Exercise prompt — Except for the images, repeat the entries below word for word.

Records supplied —
== Segment start ==
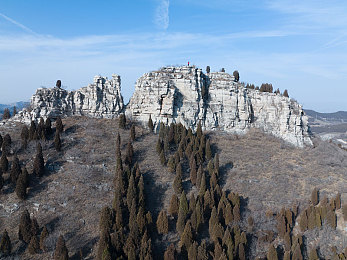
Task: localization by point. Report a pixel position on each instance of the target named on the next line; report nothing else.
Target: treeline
(267, 87)
(126, 227)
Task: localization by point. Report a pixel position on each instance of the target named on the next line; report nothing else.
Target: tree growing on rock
(59, 125)
(236, 76)
(285, 93)
(24, 231)
(162, 223)
(122, 121)
(57, 141)
(25, 136)
(6, 114)
(58, 84)
(5, 244)
(150, 123)
(4, 163)
(15, 170)
(132, 133)
(39, 163)
(61, 252)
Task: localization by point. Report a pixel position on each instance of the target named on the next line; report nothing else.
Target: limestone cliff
== Segment end ==
Task output —
Task: localization by point. Report a pixel position on each instance of the target named on the next line; report nothing else.
Target: treeline
(267, 87)
(126, 227)
Task: localization by point. Report a pixel position on each instance of the target named on the next line; report nothing else.
Target: tree growing on rock
(59, 125)
(236, 76)
(285, 93)
(24, 231)
(162, 223)
(122, 121)
(57, 141)
(25, 136)
(6, 114)
(58, 84)
(5, 244)
(150, 123)
(4, 163)
(15, 170)
(132, 133)
(39, 163)
(61, 252)
Task: localization by point. Report a pixel position on each instance of the target named on the next line; report nothing else.
Target: limestone cliff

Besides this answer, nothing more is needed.